**JOB:**
Find each line in the listing below that contains the word "blurred" and copy those lines in full.

**RECORDS SHOWN:**
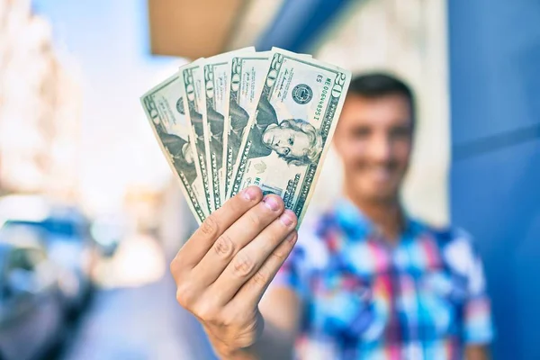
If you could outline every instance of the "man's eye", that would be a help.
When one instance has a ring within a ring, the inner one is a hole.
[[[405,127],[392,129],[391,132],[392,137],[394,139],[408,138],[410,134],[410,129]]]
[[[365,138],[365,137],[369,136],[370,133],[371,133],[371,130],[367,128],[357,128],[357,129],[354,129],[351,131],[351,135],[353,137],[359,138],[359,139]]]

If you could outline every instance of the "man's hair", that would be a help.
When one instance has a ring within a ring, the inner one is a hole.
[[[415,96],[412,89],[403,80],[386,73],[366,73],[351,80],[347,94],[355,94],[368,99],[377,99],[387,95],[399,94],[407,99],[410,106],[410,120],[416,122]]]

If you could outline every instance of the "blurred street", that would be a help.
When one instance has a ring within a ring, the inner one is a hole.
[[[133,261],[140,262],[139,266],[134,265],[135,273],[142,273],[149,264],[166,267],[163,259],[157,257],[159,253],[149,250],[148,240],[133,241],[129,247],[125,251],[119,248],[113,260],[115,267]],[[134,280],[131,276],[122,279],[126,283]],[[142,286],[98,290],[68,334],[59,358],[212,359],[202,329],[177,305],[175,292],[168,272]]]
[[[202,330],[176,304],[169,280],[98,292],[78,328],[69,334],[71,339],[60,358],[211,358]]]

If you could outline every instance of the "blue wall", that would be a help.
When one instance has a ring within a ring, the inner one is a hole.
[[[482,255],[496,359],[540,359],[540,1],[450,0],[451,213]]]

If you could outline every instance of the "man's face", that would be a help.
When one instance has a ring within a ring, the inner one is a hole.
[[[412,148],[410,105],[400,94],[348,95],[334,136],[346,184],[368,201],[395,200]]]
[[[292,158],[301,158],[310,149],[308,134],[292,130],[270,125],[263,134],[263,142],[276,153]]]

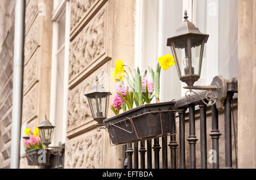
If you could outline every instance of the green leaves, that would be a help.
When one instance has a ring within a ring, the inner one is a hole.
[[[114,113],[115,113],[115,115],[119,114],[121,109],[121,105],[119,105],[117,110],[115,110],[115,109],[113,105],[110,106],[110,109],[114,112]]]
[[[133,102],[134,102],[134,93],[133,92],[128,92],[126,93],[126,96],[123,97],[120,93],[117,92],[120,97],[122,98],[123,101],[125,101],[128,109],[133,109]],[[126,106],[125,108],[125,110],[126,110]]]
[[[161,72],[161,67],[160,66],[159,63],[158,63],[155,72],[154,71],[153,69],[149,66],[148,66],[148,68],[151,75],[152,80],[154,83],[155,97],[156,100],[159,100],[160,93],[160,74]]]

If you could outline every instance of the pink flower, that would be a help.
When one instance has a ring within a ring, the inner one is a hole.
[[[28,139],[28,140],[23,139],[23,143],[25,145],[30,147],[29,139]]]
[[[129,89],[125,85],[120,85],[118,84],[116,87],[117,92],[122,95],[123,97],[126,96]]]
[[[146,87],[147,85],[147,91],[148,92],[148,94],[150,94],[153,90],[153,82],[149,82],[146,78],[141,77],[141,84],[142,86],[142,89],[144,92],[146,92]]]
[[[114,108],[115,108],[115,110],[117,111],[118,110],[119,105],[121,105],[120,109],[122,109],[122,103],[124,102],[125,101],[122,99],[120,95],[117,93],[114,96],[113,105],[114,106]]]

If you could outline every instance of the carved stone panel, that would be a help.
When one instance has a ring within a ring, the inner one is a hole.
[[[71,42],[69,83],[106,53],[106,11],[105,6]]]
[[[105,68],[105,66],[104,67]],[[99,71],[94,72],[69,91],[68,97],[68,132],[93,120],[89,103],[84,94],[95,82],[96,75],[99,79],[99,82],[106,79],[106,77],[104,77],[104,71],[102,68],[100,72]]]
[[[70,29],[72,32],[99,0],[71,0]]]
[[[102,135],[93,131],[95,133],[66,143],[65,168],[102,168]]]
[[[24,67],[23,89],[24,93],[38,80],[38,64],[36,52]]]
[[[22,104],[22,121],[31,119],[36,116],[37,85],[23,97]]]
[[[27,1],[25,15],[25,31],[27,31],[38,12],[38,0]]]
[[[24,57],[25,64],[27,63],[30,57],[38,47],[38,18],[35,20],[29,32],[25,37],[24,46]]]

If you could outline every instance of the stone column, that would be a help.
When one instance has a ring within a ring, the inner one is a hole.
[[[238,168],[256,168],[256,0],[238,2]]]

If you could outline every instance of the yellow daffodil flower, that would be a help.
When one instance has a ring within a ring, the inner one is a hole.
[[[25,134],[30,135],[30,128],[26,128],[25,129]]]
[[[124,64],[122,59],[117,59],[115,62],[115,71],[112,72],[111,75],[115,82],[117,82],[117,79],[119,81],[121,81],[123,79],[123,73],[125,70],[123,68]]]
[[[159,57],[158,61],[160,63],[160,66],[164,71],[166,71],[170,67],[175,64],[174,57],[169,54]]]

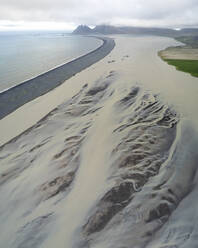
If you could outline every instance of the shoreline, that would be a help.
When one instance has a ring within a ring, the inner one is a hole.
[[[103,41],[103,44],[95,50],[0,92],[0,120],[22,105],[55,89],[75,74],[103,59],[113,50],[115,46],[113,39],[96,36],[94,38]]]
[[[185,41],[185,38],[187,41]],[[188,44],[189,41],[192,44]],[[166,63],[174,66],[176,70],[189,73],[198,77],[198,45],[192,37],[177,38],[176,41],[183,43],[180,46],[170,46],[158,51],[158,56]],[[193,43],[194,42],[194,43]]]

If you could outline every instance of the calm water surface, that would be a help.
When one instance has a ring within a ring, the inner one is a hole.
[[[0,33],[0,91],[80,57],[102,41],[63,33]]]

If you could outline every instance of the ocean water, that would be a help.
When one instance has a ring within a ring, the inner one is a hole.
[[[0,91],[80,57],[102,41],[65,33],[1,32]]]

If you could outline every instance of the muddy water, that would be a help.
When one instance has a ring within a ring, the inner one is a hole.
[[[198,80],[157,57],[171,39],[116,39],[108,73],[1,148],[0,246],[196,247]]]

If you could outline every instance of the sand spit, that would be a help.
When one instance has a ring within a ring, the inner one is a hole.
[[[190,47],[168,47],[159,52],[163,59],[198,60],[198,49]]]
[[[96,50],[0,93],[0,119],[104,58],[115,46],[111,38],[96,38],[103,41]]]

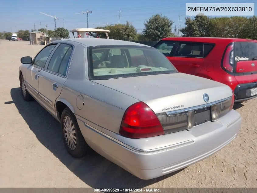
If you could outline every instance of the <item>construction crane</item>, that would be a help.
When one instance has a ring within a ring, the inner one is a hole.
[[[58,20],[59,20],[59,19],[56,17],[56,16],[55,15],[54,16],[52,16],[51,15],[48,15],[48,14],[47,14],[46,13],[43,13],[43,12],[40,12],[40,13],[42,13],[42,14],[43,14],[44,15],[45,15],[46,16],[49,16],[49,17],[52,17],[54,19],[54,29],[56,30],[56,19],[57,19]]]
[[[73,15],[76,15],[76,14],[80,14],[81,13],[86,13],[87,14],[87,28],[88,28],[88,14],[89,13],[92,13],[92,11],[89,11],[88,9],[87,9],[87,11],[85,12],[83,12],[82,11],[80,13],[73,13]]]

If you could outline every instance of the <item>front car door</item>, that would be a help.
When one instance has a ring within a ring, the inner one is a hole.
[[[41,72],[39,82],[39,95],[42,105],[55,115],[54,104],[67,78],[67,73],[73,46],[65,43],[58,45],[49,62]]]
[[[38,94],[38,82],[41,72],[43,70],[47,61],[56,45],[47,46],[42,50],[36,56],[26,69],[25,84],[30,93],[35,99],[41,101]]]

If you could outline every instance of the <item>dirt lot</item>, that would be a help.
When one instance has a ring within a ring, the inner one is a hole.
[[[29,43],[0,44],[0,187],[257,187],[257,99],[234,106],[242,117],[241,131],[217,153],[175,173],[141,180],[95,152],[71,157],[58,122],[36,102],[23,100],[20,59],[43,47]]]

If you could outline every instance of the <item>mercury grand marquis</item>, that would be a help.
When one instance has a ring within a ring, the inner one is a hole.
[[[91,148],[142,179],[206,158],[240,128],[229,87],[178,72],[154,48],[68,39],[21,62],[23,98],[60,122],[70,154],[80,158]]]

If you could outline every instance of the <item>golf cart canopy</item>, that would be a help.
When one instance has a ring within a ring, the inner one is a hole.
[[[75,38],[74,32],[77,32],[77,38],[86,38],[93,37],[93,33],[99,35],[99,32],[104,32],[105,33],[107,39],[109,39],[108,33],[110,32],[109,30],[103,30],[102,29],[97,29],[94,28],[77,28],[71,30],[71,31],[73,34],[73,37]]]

---

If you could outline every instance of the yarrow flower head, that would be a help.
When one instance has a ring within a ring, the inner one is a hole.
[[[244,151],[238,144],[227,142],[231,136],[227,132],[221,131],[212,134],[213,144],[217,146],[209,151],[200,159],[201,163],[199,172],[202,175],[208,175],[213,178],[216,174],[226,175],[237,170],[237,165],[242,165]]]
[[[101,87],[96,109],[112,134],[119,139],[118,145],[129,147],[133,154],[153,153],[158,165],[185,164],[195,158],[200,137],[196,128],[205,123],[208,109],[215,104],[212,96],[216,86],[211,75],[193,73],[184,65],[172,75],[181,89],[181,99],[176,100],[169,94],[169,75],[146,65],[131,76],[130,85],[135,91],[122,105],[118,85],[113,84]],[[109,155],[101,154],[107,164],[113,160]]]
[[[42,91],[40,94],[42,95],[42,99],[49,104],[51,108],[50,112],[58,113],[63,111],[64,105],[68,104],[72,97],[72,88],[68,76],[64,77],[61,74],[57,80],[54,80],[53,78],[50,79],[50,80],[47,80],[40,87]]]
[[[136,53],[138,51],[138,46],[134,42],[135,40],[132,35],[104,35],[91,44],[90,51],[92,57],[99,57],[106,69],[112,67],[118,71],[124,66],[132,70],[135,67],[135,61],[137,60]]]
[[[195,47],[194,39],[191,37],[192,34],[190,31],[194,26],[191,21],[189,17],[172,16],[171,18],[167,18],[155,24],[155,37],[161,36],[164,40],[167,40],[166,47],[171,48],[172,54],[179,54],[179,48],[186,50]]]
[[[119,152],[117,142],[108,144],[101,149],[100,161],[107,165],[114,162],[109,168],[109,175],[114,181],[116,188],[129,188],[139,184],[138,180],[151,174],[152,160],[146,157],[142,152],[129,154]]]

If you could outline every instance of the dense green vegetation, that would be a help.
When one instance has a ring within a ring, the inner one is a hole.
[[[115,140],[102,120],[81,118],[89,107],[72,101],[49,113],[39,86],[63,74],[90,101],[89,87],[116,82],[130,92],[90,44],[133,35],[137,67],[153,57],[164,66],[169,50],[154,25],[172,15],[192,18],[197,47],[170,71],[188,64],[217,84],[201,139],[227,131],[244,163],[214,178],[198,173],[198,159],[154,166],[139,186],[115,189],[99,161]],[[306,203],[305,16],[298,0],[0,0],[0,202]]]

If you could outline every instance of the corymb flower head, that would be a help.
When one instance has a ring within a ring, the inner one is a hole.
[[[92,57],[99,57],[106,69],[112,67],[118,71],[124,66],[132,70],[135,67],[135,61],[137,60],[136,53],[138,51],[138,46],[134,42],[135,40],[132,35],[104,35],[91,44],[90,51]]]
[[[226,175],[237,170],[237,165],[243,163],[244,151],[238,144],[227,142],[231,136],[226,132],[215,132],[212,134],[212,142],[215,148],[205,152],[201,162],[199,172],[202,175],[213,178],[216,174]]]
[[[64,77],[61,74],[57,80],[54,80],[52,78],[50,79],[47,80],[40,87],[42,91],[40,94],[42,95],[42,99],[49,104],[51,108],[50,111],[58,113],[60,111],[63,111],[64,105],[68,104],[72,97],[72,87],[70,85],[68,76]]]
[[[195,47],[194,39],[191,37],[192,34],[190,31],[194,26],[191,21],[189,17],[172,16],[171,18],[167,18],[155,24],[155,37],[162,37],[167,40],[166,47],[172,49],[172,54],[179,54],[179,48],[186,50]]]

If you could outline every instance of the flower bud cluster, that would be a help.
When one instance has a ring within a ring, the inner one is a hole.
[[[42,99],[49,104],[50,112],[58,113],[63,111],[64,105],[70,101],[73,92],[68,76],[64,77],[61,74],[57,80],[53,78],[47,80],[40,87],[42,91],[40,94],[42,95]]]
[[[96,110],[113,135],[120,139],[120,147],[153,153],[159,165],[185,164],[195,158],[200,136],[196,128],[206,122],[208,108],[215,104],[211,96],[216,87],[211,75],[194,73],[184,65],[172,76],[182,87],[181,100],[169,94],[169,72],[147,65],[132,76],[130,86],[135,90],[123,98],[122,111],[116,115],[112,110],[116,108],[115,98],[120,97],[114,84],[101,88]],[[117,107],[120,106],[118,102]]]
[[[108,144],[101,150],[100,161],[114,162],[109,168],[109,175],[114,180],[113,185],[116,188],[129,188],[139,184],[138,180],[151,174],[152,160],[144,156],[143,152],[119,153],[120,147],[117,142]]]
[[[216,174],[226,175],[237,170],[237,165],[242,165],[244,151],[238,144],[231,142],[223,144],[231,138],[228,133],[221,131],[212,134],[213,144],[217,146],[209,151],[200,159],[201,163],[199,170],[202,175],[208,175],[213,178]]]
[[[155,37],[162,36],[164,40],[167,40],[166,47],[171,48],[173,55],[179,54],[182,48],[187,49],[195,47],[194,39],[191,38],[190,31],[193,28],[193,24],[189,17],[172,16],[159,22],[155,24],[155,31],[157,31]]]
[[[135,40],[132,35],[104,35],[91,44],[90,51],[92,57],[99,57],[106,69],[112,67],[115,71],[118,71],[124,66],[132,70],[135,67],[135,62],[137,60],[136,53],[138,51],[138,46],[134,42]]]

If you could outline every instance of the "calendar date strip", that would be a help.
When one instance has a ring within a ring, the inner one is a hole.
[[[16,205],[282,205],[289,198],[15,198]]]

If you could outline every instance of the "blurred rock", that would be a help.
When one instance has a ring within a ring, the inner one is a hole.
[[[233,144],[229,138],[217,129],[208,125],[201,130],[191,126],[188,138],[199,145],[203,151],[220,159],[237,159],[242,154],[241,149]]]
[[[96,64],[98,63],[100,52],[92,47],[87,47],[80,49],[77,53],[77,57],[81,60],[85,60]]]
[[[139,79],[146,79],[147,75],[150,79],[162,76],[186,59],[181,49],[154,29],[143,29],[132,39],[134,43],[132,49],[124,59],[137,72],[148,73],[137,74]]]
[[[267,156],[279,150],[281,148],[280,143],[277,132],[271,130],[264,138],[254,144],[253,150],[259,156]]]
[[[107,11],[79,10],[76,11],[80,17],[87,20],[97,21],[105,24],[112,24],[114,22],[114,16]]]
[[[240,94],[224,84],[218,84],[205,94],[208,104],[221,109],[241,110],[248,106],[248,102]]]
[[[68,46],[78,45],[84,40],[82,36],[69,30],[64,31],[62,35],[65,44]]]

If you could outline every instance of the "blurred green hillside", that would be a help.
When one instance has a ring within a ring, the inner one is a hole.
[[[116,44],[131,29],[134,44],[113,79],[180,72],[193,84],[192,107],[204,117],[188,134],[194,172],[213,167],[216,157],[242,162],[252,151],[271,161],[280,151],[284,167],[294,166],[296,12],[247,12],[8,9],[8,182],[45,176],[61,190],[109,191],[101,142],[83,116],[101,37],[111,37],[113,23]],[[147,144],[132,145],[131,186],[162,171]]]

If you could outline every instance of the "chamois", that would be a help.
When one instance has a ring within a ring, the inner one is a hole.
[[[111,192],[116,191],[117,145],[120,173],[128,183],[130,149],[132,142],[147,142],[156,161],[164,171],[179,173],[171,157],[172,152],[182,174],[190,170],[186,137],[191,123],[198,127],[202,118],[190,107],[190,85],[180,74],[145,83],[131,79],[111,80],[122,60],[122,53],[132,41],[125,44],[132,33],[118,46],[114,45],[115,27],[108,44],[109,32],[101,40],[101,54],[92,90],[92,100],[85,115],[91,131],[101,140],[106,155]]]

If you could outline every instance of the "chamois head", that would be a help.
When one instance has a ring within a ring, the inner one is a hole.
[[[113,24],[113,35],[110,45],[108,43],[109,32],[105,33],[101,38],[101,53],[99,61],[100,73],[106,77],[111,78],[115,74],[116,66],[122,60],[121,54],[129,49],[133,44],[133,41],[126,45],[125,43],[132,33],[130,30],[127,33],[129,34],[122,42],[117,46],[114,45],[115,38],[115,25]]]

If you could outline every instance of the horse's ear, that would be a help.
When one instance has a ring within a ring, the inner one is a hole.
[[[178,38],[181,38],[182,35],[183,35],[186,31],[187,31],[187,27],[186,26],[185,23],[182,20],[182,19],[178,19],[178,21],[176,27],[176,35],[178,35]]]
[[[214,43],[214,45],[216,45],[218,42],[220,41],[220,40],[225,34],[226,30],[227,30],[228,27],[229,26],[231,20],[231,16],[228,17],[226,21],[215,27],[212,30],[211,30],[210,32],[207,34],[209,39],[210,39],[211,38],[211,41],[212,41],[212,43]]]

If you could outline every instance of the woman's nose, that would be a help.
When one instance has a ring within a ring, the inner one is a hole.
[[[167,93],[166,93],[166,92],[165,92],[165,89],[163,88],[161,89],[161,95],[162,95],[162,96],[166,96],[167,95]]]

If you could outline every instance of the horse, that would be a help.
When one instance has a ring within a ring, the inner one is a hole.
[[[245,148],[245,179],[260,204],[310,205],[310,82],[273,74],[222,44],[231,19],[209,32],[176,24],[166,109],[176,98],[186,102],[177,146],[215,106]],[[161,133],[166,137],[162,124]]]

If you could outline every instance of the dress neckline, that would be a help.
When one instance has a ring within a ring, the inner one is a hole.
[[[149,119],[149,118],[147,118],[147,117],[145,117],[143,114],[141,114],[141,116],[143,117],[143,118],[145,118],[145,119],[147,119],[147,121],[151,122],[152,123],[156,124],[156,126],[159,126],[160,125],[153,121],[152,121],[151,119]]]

---

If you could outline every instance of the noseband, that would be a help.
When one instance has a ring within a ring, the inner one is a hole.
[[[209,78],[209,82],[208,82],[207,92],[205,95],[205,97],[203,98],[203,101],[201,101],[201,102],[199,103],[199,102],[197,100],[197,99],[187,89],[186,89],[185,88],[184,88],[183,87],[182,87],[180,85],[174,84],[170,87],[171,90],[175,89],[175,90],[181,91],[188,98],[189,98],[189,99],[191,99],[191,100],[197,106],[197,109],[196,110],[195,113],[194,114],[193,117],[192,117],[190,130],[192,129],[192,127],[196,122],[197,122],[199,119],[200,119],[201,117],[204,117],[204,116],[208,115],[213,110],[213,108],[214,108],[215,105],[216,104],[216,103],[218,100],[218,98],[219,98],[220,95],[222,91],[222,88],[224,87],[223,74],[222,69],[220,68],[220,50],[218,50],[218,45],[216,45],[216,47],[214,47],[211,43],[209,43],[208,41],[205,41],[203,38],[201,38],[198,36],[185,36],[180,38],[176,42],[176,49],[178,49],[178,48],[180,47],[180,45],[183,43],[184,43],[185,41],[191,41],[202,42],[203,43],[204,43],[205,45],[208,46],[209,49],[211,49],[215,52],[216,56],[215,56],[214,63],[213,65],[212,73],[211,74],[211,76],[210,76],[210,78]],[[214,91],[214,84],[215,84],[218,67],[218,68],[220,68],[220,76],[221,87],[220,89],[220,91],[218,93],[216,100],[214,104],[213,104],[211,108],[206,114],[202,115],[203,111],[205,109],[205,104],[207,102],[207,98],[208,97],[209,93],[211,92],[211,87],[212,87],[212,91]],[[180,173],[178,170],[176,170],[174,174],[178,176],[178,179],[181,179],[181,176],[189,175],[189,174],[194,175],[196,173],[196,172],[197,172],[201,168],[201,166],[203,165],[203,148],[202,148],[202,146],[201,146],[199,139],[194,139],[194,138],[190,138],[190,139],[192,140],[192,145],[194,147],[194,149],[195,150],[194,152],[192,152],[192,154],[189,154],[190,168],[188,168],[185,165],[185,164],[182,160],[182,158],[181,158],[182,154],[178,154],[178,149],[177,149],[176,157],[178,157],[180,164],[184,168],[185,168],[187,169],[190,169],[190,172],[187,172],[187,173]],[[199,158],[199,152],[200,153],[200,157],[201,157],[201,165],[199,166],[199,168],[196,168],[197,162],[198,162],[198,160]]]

**WRITTEN ANSWER:**
If you could outline every instance of the "blurred street", that would be a help.
If you could outline every instance of the "blurred rock", that would be a help.
If you could outline every instance of the "blurred green hillside", that would be a help.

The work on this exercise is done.